START Material for this task

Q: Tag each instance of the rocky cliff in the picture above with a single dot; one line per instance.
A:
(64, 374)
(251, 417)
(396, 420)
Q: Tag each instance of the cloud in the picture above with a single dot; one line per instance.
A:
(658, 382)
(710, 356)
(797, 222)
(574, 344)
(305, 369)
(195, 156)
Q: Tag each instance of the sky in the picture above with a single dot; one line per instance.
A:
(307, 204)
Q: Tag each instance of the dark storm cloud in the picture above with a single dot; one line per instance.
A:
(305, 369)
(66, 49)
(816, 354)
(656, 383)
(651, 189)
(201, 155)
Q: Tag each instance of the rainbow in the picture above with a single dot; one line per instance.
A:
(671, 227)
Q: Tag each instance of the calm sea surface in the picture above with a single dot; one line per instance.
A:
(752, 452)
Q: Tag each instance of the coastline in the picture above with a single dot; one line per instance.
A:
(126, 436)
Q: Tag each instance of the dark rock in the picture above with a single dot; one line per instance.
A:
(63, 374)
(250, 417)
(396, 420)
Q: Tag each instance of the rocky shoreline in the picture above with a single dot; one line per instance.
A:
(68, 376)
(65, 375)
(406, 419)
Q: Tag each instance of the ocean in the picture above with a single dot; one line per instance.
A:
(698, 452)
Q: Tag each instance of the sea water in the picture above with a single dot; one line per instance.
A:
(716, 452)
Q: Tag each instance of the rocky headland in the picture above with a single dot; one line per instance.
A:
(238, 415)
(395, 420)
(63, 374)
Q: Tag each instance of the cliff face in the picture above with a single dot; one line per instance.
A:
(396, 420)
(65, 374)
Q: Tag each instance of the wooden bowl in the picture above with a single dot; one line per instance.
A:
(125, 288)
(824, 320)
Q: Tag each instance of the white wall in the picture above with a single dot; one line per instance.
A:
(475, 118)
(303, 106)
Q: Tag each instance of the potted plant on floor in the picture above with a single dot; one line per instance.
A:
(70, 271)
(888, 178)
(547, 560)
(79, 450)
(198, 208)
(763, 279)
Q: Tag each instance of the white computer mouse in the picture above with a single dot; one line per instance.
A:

END Material for this task

- **What is needed**
For each line in the records that contains the word "dark", make a copy.

- **Task solution**
Q: Tag each instance of the dark storm cloud in the picture above with a single dot; one line per instance.
Q: Tag each instance of the dark rock in the picture above with a single dot; one line per instance.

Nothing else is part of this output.